» Given data:

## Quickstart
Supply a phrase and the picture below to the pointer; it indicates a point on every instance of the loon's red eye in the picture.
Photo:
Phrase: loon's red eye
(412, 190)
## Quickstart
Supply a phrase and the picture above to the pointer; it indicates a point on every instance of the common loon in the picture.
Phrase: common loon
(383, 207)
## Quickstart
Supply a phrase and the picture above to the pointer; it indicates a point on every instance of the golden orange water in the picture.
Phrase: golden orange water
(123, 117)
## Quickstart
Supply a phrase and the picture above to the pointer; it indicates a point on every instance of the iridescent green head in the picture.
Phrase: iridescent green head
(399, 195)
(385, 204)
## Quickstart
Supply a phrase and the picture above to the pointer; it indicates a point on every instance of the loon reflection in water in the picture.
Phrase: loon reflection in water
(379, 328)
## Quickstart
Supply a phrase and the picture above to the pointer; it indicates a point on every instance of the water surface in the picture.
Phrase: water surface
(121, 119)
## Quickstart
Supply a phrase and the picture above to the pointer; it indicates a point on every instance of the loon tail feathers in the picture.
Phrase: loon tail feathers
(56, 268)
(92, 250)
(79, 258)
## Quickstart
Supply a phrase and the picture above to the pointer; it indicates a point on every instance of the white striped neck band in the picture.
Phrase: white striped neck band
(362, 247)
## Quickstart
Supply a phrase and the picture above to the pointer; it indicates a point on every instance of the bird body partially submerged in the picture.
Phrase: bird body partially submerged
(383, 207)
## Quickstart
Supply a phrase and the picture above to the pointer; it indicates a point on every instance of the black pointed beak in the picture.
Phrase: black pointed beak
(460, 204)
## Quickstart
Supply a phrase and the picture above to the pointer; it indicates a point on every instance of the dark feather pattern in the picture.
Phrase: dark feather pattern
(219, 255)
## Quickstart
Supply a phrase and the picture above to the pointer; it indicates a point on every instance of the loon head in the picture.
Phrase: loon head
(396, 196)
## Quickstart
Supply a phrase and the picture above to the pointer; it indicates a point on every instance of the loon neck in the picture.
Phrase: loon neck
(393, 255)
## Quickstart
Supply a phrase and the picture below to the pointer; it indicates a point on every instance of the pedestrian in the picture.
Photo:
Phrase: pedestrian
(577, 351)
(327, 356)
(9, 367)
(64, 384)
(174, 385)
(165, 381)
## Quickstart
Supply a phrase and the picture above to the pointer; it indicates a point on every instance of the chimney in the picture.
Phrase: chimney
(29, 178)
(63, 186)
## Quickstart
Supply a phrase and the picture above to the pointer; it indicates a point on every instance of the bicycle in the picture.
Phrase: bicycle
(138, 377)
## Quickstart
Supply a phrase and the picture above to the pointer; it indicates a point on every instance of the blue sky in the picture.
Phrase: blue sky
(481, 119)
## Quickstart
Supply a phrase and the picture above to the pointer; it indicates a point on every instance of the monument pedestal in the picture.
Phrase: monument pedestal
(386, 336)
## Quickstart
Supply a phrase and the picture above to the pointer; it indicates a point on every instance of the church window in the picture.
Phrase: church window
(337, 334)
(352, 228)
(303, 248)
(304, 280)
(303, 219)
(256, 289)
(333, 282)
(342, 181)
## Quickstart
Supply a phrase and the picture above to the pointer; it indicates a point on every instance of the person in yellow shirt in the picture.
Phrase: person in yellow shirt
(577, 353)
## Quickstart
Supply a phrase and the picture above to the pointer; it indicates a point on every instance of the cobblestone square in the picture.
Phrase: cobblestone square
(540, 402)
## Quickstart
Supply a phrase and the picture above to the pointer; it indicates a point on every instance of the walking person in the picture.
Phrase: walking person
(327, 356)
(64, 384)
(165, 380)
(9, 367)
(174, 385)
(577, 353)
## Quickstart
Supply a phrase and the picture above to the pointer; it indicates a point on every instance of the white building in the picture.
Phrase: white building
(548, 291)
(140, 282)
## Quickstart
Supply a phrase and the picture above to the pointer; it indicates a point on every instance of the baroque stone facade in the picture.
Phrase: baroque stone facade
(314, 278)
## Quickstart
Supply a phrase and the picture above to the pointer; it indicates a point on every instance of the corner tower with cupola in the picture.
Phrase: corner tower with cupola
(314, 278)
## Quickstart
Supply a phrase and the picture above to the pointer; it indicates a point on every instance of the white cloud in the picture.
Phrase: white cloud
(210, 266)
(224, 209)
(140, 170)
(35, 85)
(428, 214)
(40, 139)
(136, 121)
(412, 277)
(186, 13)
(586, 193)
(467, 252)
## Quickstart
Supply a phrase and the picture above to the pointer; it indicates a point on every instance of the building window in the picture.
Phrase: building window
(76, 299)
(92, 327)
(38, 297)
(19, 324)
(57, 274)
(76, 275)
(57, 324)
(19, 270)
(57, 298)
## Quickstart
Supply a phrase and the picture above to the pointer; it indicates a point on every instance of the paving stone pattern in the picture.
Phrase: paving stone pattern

» Action item: The line containing "Phrase: building window" and every line after it, through the last one above, should be written out word for word.

» Answer to this task:
Phrase: building window
(76, 299)
(92, 327)
(38, 297)
(19, 324)
(57, 274)
(76, 275)
(57, 324)
(19, 270)
(57, 298)
## Quickstart
Supply a phrase and the picture above to the pointer; it indicates a point on every instance of the paving stone pattern in the picture.
Phrase: paving stone pattern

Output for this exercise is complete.